**STORED DATA**:
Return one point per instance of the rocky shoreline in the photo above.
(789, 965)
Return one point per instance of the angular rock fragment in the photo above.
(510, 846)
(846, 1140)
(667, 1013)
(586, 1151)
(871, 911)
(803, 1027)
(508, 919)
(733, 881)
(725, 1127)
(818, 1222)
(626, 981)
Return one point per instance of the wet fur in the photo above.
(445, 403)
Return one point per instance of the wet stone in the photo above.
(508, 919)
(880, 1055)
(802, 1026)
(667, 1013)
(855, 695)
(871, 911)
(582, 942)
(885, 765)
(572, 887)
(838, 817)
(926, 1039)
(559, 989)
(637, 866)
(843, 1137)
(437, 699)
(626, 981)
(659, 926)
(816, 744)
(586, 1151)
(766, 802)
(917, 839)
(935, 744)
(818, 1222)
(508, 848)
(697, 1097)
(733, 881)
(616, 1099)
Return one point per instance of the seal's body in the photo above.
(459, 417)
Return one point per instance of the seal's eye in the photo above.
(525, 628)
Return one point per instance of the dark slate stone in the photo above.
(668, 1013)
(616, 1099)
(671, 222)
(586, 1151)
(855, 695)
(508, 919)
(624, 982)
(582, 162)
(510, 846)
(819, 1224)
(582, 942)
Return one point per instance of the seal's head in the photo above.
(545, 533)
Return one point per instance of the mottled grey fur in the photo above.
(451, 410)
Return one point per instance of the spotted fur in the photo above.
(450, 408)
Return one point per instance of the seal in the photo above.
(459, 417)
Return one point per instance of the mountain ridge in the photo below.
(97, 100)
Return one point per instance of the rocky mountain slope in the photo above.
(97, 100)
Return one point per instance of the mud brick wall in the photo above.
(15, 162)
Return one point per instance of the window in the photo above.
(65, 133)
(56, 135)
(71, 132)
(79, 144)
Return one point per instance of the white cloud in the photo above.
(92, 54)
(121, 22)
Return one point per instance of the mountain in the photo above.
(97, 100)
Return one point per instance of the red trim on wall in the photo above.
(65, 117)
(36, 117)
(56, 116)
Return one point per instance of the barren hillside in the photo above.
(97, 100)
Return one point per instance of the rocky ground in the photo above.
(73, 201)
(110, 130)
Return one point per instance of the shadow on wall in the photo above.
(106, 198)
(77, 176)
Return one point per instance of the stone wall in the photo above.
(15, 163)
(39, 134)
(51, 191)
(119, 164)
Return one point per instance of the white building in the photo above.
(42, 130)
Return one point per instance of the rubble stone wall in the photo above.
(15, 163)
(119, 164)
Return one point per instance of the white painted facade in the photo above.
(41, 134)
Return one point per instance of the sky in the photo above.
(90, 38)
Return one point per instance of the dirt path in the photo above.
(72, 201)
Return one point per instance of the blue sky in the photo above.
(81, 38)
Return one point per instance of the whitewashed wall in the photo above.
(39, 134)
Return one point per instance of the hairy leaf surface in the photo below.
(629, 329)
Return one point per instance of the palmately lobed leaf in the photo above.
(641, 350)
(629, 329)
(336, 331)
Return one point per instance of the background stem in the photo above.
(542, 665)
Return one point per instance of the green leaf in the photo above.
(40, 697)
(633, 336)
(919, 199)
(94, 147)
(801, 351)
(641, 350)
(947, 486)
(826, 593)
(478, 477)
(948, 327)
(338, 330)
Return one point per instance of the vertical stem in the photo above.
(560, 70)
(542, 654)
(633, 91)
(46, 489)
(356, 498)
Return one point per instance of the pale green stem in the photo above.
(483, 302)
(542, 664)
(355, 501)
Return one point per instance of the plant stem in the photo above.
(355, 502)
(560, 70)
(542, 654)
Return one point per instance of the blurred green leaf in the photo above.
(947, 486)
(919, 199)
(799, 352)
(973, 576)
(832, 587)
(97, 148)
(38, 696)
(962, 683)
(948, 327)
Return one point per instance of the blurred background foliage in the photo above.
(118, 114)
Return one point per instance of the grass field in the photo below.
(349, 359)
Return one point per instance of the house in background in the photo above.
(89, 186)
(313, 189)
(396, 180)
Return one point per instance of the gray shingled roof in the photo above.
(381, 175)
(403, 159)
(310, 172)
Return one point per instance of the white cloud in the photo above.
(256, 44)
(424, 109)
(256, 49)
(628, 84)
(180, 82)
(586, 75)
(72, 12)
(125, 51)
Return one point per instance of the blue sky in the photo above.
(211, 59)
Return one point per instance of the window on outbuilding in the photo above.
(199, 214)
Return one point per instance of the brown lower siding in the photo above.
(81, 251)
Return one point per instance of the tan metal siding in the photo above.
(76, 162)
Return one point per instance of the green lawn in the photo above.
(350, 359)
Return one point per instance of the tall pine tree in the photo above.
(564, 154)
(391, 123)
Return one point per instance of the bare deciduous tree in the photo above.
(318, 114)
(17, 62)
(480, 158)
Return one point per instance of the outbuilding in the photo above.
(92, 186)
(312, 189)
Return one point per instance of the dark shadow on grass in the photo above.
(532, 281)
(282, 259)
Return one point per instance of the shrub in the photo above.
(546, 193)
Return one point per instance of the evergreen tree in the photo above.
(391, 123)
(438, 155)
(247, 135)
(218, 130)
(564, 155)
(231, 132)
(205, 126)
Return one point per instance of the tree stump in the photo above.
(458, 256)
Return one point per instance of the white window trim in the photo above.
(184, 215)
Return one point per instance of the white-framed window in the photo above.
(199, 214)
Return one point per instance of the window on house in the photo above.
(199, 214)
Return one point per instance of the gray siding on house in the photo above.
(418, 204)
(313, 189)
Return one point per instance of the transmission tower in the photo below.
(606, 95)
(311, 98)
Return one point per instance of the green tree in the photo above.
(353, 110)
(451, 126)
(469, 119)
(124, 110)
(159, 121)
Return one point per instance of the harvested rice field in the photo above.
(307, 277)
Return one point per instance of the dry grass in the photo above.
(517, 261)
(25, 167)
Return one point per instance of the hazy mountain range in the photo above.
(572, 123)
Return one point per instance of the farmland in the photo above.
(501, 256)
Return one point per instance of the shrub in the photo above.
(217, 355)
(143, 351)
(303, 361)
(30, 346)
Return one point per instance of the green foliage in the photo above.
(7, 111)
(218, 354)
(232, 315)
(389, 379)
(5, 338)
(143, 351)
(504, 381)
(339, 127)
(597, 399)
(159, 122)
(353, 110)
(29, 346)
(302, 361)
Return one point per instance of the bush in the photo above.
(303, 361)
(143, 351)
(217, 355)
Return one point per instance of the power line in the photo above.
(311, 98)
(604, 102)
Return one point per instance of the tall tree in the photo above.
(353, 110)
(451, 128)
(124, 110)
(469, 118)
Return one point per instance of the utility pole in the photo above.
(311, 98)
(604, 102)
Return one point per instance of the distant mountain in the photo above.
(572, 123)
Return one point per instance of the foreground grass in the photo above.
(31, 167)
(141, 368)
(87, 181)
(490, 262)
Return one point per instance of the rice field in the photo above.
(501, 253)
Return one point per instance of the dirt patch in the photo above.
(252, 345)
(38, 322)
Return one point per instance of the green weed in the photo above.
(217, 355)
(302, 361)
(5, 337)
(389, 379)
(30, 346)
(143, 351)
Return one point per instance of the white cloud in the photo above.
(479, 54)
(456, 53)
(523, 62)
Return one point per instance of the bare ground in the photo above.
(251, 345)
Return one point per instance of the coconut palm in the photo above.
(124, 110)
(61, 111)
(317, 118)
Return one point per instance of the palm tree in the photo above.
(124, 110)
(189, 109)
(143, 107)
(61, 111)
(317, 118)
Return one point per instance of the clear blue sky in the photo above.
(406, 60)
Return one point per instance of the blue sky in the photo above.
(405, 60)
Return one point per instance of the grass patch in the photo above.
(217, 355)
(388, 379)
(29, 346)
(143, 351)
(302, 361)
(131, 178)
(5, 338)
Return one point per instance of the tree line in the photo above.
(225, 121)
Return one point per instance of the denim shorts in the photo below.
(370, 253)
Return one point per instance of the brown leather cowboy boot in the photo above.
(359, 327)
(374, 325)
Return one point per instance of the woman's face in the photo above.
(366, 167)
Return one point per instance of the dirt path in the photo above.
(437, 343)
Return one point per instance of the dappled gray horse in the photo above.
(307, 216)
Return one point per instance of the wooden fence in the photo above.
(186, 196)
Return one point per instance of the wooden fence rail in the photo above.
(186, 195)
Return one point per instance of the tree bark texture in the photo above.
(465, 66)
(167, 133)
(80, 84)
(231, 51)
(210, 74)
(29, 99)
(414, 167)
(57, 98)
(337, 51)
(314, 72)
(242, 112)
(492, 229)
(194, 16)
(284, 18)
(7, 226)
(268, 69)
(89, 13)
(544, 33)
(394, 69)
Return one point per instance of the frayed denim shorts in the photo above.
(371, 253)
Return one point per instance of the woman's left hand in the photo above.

**TRY IT**: Find the line containing "Return one point per instance of the wooden fence in", then output it and every line after it to the end of the data, exactly.

**WRITTEN ANSWER**:
Return one point per instance of the wooden fence in the photo above.
(186, 196)
Return one point per instance of the wooden fence rail in the photo above.
(186, 195)
Return one point per instance of the tree bark texture in the photo above.
(465, 66)
(167, 133)
(80, 84)
(231, 51)
(210, 74)
(29, 99)
(414, 167)
(57, 98)
(337, 51)
(314, 72)
(242, 112)
(492, 229)
(194, 16)
(284, 18)
(7, 226)
(268, 69)
(89, 13)
(544, 33)
(394, 69)
Return one point per instance of the frayed denim shorts in the photo above.
(371, 253)
Return one point per instance of the woman's left hand in the photo above.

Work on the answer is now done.